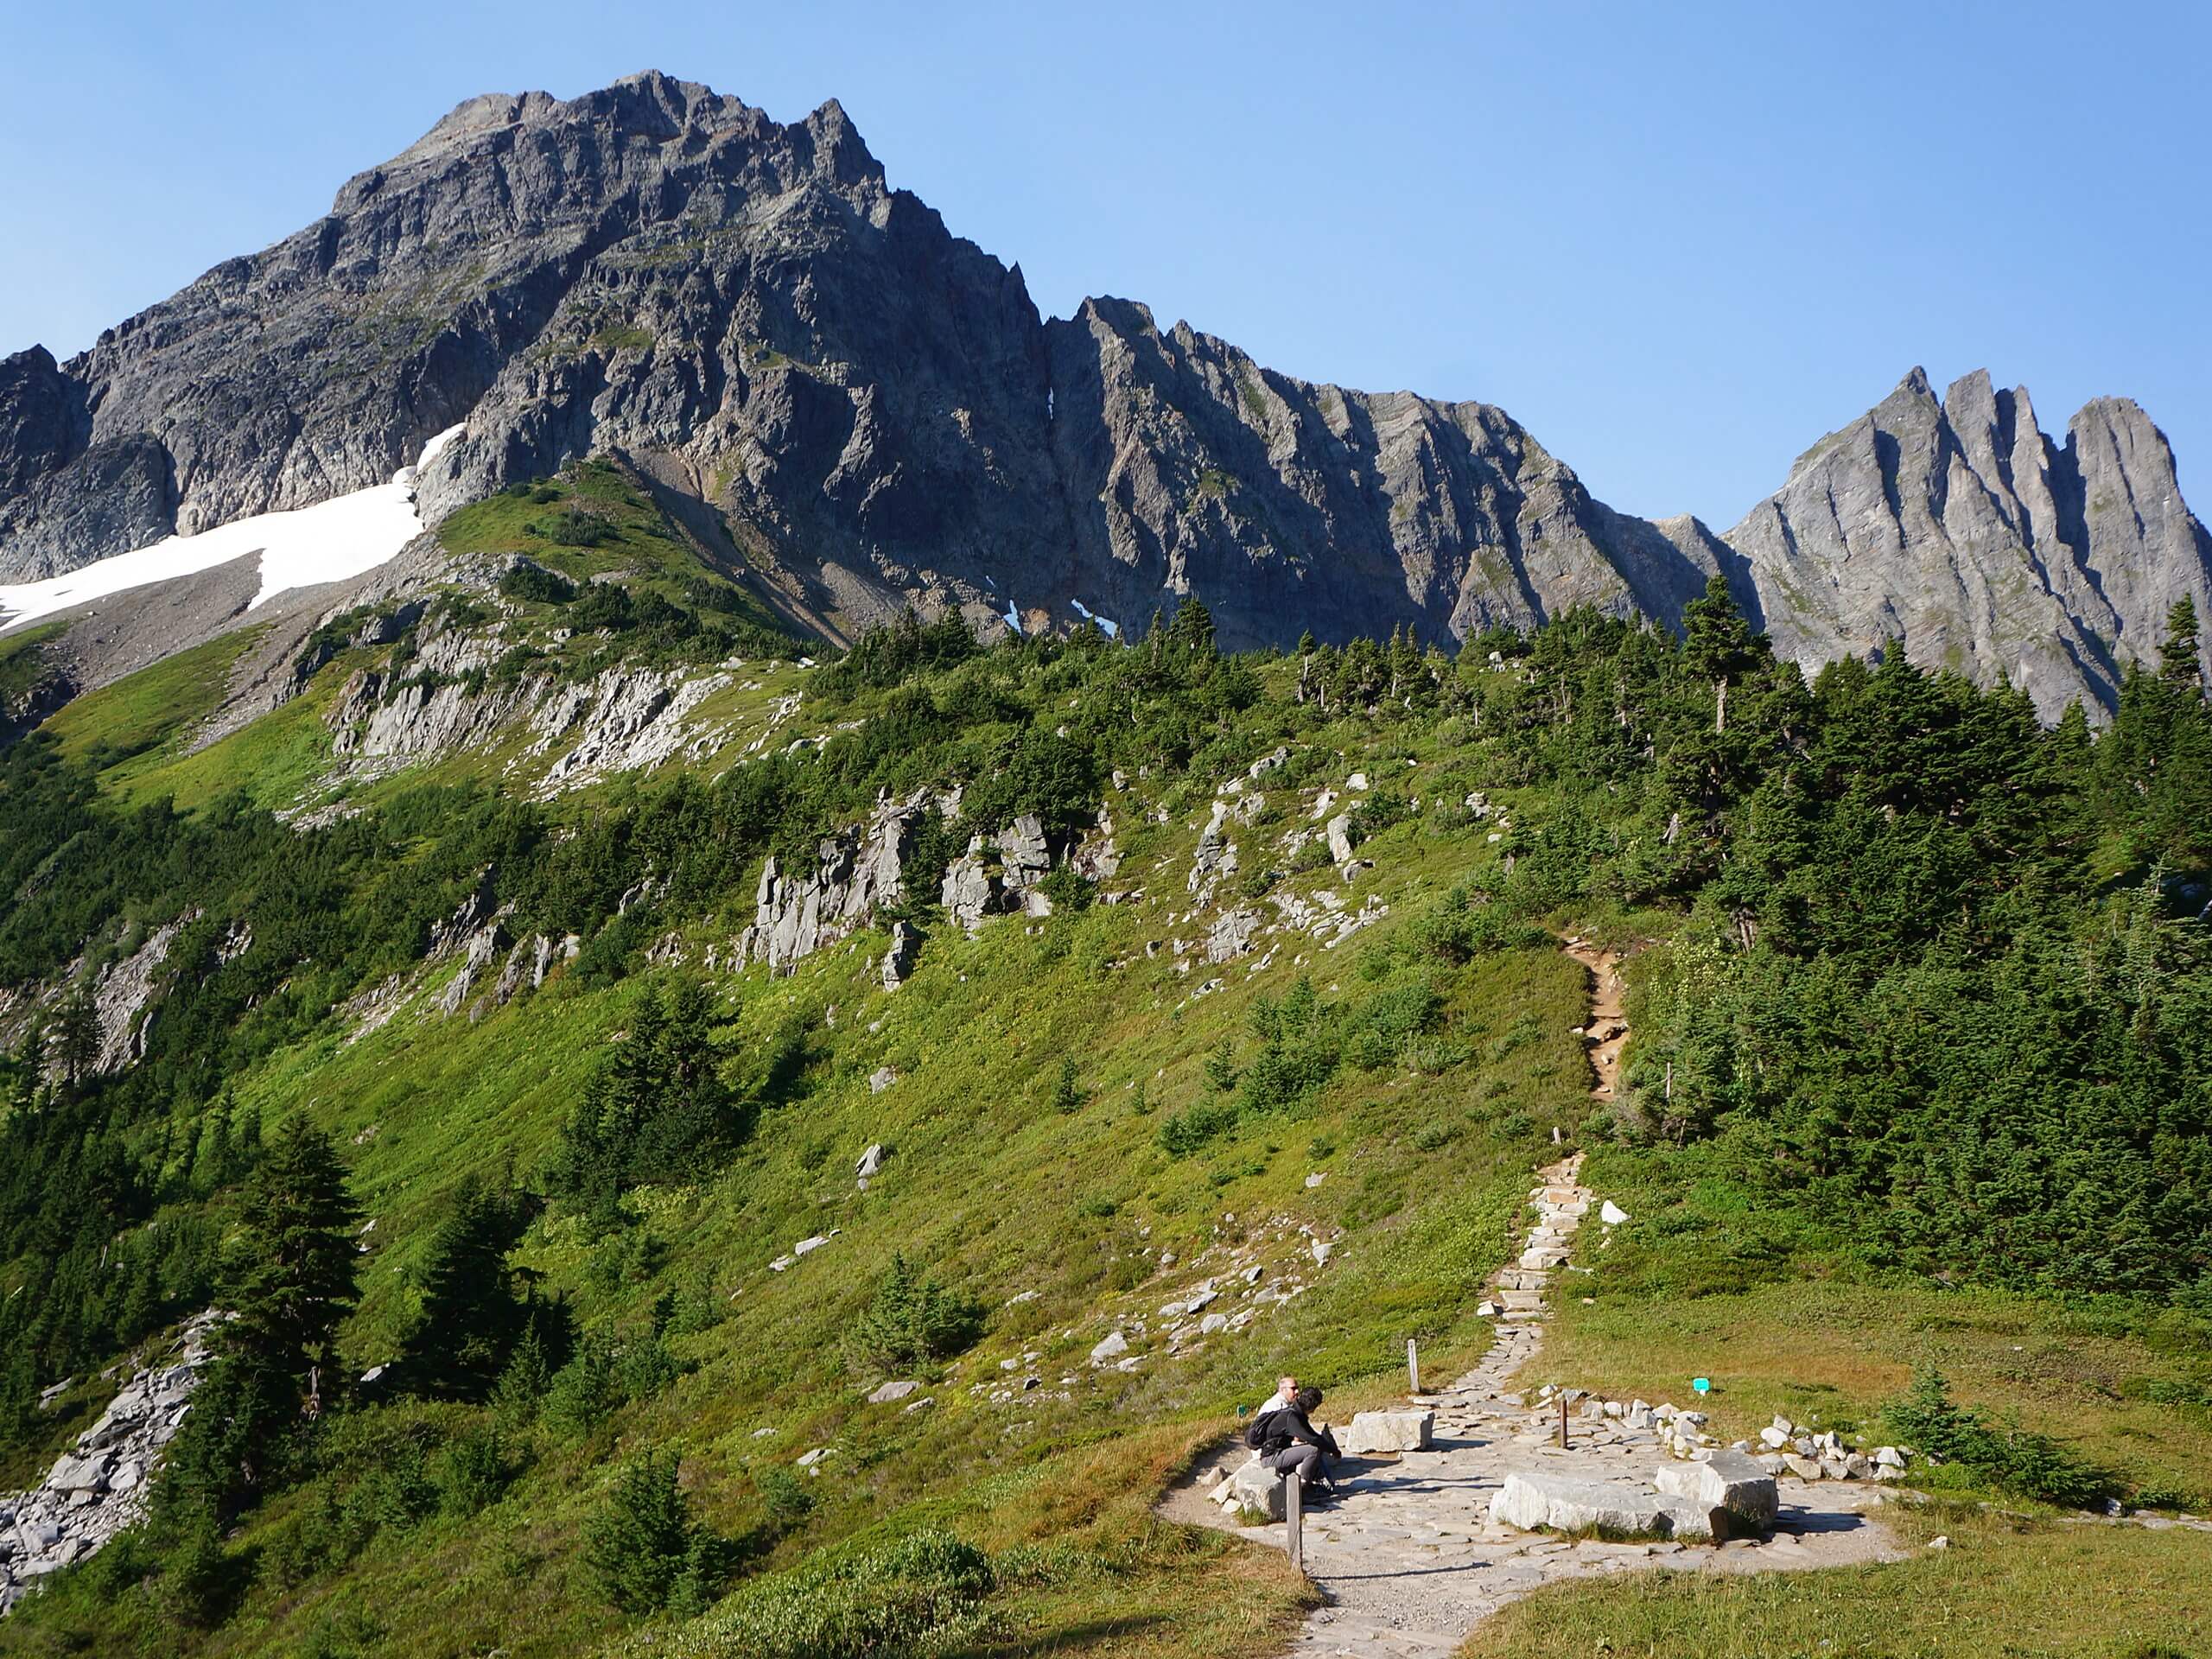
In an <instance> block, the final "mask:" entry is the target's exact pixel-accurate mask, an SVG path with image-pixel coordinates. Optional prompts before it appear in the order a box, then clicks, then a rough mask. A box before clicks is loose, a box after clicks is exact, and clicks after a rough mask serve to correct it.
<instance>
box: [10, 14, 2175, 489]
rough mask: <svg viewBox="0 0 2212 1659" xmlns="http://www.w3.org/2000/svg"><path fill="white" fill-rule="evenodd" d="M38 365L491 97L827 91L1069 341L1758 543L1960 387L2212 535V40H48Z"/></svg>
mask: <svg viewBox="0 0 2212 1659" xmlns="http://www.w3.org/2000/svg"><path fill="white" fill-rule="evenodd" d="M4 15H7V29H4V38H7V53H4V60H0V111H4V119H0V234H4V243H0V246H4V248H7V257H4V259H0V352H11V349H18V347H24V345H29V343H33V341H44V343H46V345H51V347H53V349H55V352H58V354H62V356H66V354H69V352H73V349H82V347H84V345H88V343H91V338H93V336H95V334H97V332H100V330H102V327H106V325H111V323H115V321H119V319H124V316H128V314H131V312H135V310H139V307H142V305H146V303H150V301H155V299H161V296H164V294H168V292H173V290H175V288H179V285H184V283H186V281H190V279H192V276H197V274H199V272H201V270H206V268H208V265H212V263H217V261H219V259H226V257H230V254H237V252H250V250H257V248H263V246H268V243H270V241H276V239H279V237H283V234H288V232H290V230H294V228H299V226H303V223H307V221H312V219H314V217H316V215H321V212H325V210H327V208H330V199H332V195H334V190H336V186H338V184H341V181H343V179H345V177H347V175H352V173H358V170H361V168H365V166H372V164H374V161H380V159H385V157H389V155H392V153H396V150H400V148H405V146H407V144H409V142H411V139H414V137H416V135H420V133H422V128H427V126H429V124H431V122H436V119H438V117H440V115H442V113H445V111H447V108H451V106H453V104H458V102H460V100H462V97H467V95H471V93H482V91H522V88H533V86H535V88H546V91H553V93H560V95H573V93H580V91H586V88H591V86H602V84H606V82H608V80H615V77H617V75H624V73H630V71H637V69H648V66H653V69H664V71H668V73H672V75H679V77H686V80H701V82H708V84H710V86H714V88H717V91H723V93H737V95H739V97H743V100H748V102H752V104H759V106H763V108H765V111H768V113H770V115H774V117H779V119H796V117H801V115H805V113H807V111H810V108H814V106H816V104H821V102H823V100H827V97H838V100H843V104H845V108H847V111H849V113H852V119H854V122H856V126H858V128H860V133H863V135H865V137H867V142H869V146H872V148H874V150H876V155H878V157H880V159H883V164H885V168H887V173H889V177H891V181H894V184H898V186H907V188H911V190H916V192H918V195H920V197H922V199H925V201H929V204H931V206H936V208H938V210H940V212H942V215H945V219H947V223H949V226H951V228H953V230H956V232H958V234H964V237H971V239H973V241H978V243H980V246H984V248H987V250H991V252H995V254H998V257H1002V259H1009V261H1020V265H1022V270H1024V274H1026V276H1029V285H1031V292H1033V294H1035V299H1037V305H1040V307H1042V310H1046V312H1048V314H1060V316H1064V314H1068V312H1071V310H1073V307H1075V305H1077V303H1079V301H1082V296H1084V294H1097V292H1106V294H1124V296H1130V299H1141V301H1148V303H1150V305H1152V310H1155V312H1157V314H1159V319H1161V321H1164V323H1166V321H1172V319H1177V316H1183V319H1190V323H1192V325H1197V327H1201V330H1208V332H1214V334H1221V336H1225V338H1230V341H1234V343H1239V345H1243V347H1245V349H1250V352H1252V354H1254V356H1256V358H1259V361H1261V363H1267V365H1270V367H1276V369H1283V372H1290V374H1301V376H1307V378H1316V380H1340V383H1347V385H1358V387H1369V389H1391V387H1411V389H1418V392H1425V394H1433V396H1449V398H1484V400H1489V403H1498V405H1504V407H1506V409H1509V411H1511V414H1513V416H1517V418H1520V420H1522V422H1526V425H1528V427H1531V429H1533V431H1535V434H1537V438H1540V440H1542V442H1544V445H1546V447H1548V449H1551V451H1553V453H1557V456H1559V458H1564V460H1566V462H1571V465H1573V467H1575V469H1577V471H1579V473H1582V476H1584V478H1586V480H1588V484H1590V487H1593V489H1595V491H1597V493H1599V495H1601V498H1606V500H1610V502H1613V504H1615V507H1624V509H1628V511H1639V513H1672V511H1686V509H1688V511H1697V513H1699V515H1703V518H1705V520H1710V522H1714V524H1717V526H1723V529H1725V526H1728V524H1732V522H1734V520H1736V518H1739V515H1741V513H1743V511H1745V509H1747V507H1750V504H1752V502H1754V500H1756V498H1761V495H1765V493H1767V491H1772V489H1776V487H1778V484H1781V480H1783V476H1785V473H1787V467H1790V460H1792V458H1794V456H1796V453H1798V451H1801V449H1805V447H1809V445H1812V442H1814V440H1816V438H1818V436H1820V434H1825V431H1829V429H1834V427H1840V425H1845V422H1847V420H1851V418H1856V416H1858V414H1860V411H1863V409H1867V407H1869V405H1871V403H1876V400H1878V398H1882V396H1885V394H1887V392H1889V387H1891V385H1896V380H1898V378H1900V376H1902V374H1905V369H1909V367H1911V365H1913V363H1924V365H1927V369H1929V374H1931V376H1933V378H1936V383H1938V387H1940V385H1944V383H1947V380H1949V378H1953V376H1958V374H1962V372H1966V369H1973V367H1989V369H1991V374H1993V376H1995V378H1997V380H2000V385H2013V383H2026V385H2028V389H2031V392H2033V394H2035V403H2037V411H2039V416H2042V418H2044V425H2046V427H2059V429H2062V427H2064V420H2066V416H2070V414H2073V409H2075V407H2079V405H2081V403H2084V400H2086V398H2090V396H2097V394H2106V392H2117V394H2126V396H2132V398H2137V400H2139V403H2141V405H2143V407H2146V409H2148V411H2150V416H2152V418H2154V420H2157V422H2159V425H2161V427H2166V431H2168V436H2170V438H2172V442H2174V449H2177V453H2179V460H2181V480H2183V489H2190V487H2192V484H2194V491H2197V509H2199V513H2205V515H2212V323H2208V294H2212V115H2208V108H2205V104H2208V100H2205V91H2203V88H2205V75H2208V62H2212V7H2205V4H2199V2H2194V0H2174V2H2166V4H2152V2H2148V0H2141V2H2128V0H2108V4H2101V7H2084V4H2079V0H2070V2H2068V4H2042V2H2039V0H2013V2H2008V4H1995V2H1991V4H1971V2H1964V0H1918V2H1916V4H1849V7H1805V4H1792V2H1790V0H1774V2H1772V4H1694V2H1688V0H1686V2H1683V4H1630V2H1626V0H1624V2H1621V4H1573V0H1517V2H1513V4H1493V2H1491V0H1471V2H1467V4H1387V2H1383V4H1358V7H1347V4H1267V7H1261V4H1252V7H1243V4H1234V7H1232V4H1219V7H1214V4H1203V0H1183V4H1113V7H1060V4H1035V2H1031V4H916V2H914V0H905V2H902V4H832V2H799V0H787V2H785V4H779V7H763V4H748V2H745V0H712V2H710V4H699V2H697V0H655V4H650V7H637V9H628V7H611V4H591V7H584V4H568V2H566V0H542V2H540V4H529V7H484V4H465V2H447V4H416V2H414V0H378V2H376V4H354V7H321V4H314V2H312V0H305V2H303V0H292V2H290V4H219V2H210V4H150V2H148V0H122V2H106V4H102V0H86V2H84V4H77V7H64V4H44V7H31V4H27V2H24V0H13V4H9V7H7V13H4Z"/></svg>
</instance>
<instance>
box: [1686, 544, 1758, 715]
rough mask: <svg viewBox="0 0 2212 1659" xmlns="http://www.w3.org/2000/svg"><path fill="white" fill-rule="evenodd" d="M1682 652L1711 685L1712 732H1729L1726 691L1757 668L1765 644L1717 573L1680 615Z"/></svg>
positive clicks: (1727, 700) (1727, 699)
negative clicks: (1681, 635)
mask: <svg viewBox="0 0 2212 1659" xmlns="http://www.w3.org/2000/svg"><path fill="white" fill-rule="evenodd" d="M1681 633H1683V641H1681V650H1683V657H1686V659H1688V664H1690V670H1692V672H1694V675H1699V677H1701V679H1710V681H1712V730H1714V732H1717V734H1719V732H1725V730H1728V688H1730V684H1734V681H1736V679H1741V677H1743V675H1747V672H1750V670H1752V668H1754V666H1756V664H1759V646H1761V644H1765V641H1763V639H1761V637H1759V635H1754V633H1752V624H1750V622H1745V619H1743V613H1741V611H1739V608H1736V599H1734V595H1730V591H1728V577H1725V575H1721V573H1719V571H1714V573H1712V577H1710V580H1708V582H1705V593H1703V597H1699V599H1690V604H1686V606H1683V611H1681Z"/></svg>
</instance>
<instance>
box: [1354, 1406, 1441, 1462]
mask: <svg viewBox="0 0 2212 1659" xmlns="http://www.w3.org/2000/svg"><path fill="white" fill-rule="evenodd" d="M1433 1444H1436V1411H1358V1413H1354V1418H1352V1422H1349V1425H1347V1427H1345V1438H1343V1449H1345V1455H1347V1458H1365V1455H1369V1453H1376V1451H1429V1449H1431V1447H1433Z"/></svg>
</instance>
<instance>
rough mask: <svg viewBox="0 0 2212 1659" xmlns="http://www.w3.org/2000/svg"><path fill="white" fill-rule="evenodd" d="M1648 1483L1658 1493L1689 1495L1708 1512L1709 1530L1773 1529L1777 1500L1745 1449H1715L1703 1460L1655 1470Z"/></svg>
mask: <svg viewBox="0 0 2212 1659" xmlns="http://www.w3.org/2000/svg"><path fill="white" fill-rule="evenodd" d="M1652 1484H1657V1486H1659V1491H1661V1493H1670V1495H1674V1498H1690V1500H1694V1502H1699V1504H1703V1506H1705V1509H1710V1511H1712V1531H1717V1533H1725V1531H1730V1528H1734V1531H1739V1533H1743V1531H1761V1533H1770V1531H1774V1517H1776V1515H1778V1513H1781V1500H1778V1495H1776V1491H1774V1475H1770V1473H1767V1471H1765V1469H1763V1467H1761V1464H1759V1462H1756V1460H1754V1458H1752V1455H1750V1453H1747V1451H1734V1449H1730V1447H1721V1449H1717V1451H1714V1453H1712V1455H1710V1458H1705V1460H1703V1462H1681V1464H1668V1467H1663V1469H1659V1473H1657V1475H1655V1478H1652Z"/></svg>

> [Exercise requirements]:
Write out, word for word, the line containing "box: [1354, 1406, 1441, 1462]" and every line after it to the end of the data above.

> [Exercise response]:
box: [1354, 1406, 1441, 1462]
mask: <svg viewBox="0 0 2212 1659" xmlns="http://www.w3.org/2000/svg"><path fill="white" fill-rule="evenodd" d="M1433 1444H1436V1411H1358V1413H1354V1418H1352V1422H1349V1425H1347V1427H1345V1438H1343V1449H1345V1455H1347V1458H1365V1455H1369V1453H1376V1451H1429V1449H1431V1447H1433Z"/></svg>
</instance>
<instance>
rough mask: <svg viewBox="0 0 2212 1659" xmlns="http://www.w3.org/2000/svg"><path fill="white" fill-rule="evenodd" d="M1648 1483L1658 1493L1689 1495L1708 1512L1709 1530L1773 1529L1777 1500L1745 1449H1715L1703 1460L1655 1470Z"/></svg>
mask: <svg viewBox="0 0 2212 1659" xmlns="http://www.w3.org/2000/svg"><path fill="white" fill-rule="evenodd" d="M1652 1484H1657V1486H1659V1491H1661V1493H1670V1495H1674V1498H1690V1500H1694V1502H1699V1504H1703V1506H1705V1509H1710V1511H1712V1531H1717V1533H1725V1531H1730V1528H1734V1531H1739V1533H1743V1531H1761V1533H1770V1531H1774V1517H1776V1515H1778V1513H1781V1500H1778V1495H1776V1491H1774V1475H1770V1473H1767V1471H1765V1469H1763V1467H1761V1464H1759V1462H1756V1460H1754V1458H1752V1455H1750V1453H1747V1451H1734V1449H1730V1447H1721V1449H1717V1451H1714V1453H1712V1455H1710V1458H1705V1460H1703V1462H1681V1464H1668V1467H1663V1469H1659V1473H1657V1475H1655V1478H1652Z"/></svg>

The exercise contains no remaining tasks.